**PROBLEMS AND TASKS:**
[A] Copy the violence jokes word for word, from "What's the difference between an" to "come near me.".
[B] Write the next part of the violence jokes, starting right after the last line shown.

**EXTRACT TO READ:**
____

Violence jokes
I was just informed that my ex was stabbed yesterday. Let's just say I quit my job as a butcher.
What's the funniest thing about being ringside at a UFC fight?
When you look around and all of the spectators are wearing white gowns and fuzzy socks, and you realize you aren't at a UFC event, you're watching your fellow patients fight to the death at a psychiatric facility.
What's the difference between an onion and a dead baby?
The baby doesn't cry when you chop it.
My brothers kept annoying me.
I told them I would disembowel them if they kept it up.
It was an empty threat—right after I was done.
Ted Bundy walks into a bar wearing all black. The bartender asks, “Whose funeral is it?”
Ted Bundy looks around the room and replies, “I haven’t decided yet.”
Memes
Fr all you gotta do is get one enemy
One way to not pick up a girl is to say, “Are you an American school because I wanna shoot kids into you?” I tried it on a girl, and she is now terrified to come near me.
How was I supposed to know she was already pregnant?
I pushed a kid in a wheelchair into the school fire and said, "Hot wheels!"
A guy walks into a bar with a revolver and yells, “WHO THE FUCK FUCKED MY WIFE!”
A man in the back responds, “YOU AIN'T GOT ENOUGH BULLETS MATE!”
Q. What’s black and blue and doesn’t like to have sex?
A. The little girl in my trunk.
Q. How does an ISIS terrorist practice safe sex?
A. He marks the camels that kick.
Q: How did Rihanna find out Chris Brown was cheating on her?
A: She found another woman’s lipstick on his knuckles.
How do you break up two blind guys fighting?
Yell, "My money's on the guy with the knife!"
Why the hell would I go to a shooting range when I could go to school and do it for free?
Q: What's the difference between a CEO and a beer can?
A: Beer cans don't bleed when they get shot.
Why are clips 30 rounds? Because that's the average class size.
Q. What's red and pink and spins around really fast? A. A baby in a blender.
"My wife is so crazy," said Beatem's McSmasher.

____

**RECORDED INFORMATION:**
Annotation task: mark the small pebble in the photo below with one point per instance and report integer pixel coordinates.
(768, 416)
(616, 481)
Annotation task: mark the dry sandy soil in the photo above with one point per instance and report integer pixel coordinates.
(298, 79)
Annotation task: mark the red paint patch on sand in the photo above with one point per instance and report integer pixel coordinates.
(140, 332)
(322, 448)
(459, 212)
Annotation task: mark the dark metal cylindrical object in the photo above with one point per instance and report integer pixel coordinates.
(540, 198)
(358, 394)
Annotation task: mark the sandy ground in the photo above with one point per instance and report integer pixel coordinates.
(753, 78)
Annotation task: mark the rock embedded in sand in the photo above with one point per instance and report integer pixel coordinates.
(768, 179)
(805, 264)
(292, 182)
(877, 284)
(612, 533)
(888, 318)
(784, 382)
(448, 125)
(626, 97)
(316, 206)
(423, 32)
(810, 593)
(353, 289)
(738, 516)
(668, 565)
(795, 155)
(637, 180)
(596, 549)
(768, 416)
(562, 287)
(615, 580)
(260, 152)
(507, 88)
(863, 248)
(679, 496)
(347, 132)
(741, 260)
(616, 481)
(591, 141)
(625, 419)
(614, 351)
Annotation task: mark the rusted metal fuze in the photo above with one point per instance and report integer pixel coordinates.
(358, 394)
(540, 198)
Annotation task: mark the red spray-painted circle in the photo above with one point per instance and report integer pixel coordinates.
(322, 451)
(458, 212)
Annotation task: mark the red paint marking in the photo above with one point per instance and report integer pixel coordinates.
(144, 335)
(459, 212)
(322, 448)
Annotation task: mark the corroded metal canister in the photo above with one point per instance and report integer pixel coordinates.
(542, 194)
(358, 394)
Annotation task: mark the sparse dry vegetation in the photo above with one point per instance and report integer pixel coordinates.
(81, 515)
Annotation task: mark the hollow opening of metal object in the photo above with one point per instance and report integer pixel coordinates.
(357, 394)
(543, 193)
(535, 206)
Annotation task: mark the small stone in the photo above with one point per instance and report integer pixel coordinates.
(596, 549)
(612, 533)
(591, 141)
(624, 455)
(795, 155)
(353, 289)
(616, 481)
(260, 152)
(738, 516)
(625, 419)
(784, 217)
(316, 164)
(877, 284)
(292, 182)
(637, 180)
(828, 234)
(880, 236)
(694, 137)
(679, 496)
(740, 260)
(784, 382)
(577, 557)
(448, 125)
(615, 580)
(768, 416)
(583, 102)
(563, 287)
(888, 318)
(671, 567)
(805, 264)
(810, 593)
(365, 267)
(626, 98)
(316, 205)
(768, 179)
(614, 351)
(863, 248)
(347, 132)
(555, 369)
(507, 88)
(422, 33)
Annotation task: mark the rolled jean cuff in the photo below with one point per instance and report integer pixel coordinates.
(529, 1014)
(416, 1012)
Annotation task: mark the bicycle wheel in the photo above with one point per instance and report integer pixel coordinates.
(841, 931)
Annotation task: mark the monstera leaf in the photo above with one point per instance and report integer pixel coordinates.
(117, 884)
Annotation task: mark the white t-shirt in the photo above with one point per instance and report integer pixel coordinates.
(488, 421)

____

**TASK-BY-TASK OUTPUTS:**
[A]
What's the difference between an onion and a dead baby?
The baby doesn't cry when you chop it.
My brothers kept annoying me.
I told them I would disembowel them if they kept it up.
It was an empty threat—right after I was done.
Ted Bundy walks into a bar wearing all black. The bartender asks, “Whose funeral is it?”
Ted Bundy looks around the room and replies, “I haven’t decided yet.”
Memes
Fr all you gotta do is get one enemy
One way to not pick up a girl is to say, “Are you an American school because I wanna shoot kids into you?” I tried it on a girl, and she is now terrified to come near me.

[B]
"Why?" asked his buddy Don Caretomarch.
"She's sitting on the front verandah packing my shit in boxes!"
"You getting kicked out, bro?"
"Yeah, all I did was break every plate in the house over her head. Some people have no sense of humor."
"Is she one of them woke bitches?"
How to make a baby make funny faces?
Put it feet first in a blender.
There were three Indians that got kicked out of the tribe.
One said, "Me find food," and he came back with a decent size rabbit. The other two asked him what happened. He said, "Me see rabbit, me shoot rabbit, and rabbit fall down dead."
The 2nd Indian, "Me find food." He came back with a good sized deer. The other two asked him what happened. He said, "Me see deer, me shoot deer, deer fall down dead."
The third Indian said, "Me find food." He came back crawling, missing a leg and an arm, and he was all cut up. The others asked what happened. He said, "Me see train, me shoot train, train no stop!"
Ryan: Mother, if you had 10 cookies, and I took 4 away from you, how much do you have?
Mother: I will still have ten cookies, because I will not give any to you.
Ryan: What if I forcefully take 4 cookies away from you?
Mother: I will have 10 cookies and a dead body.
Ryan and his mother had cookies that day. Ryan took all 10 cookies. He was never seen again. R.I.P Ryan.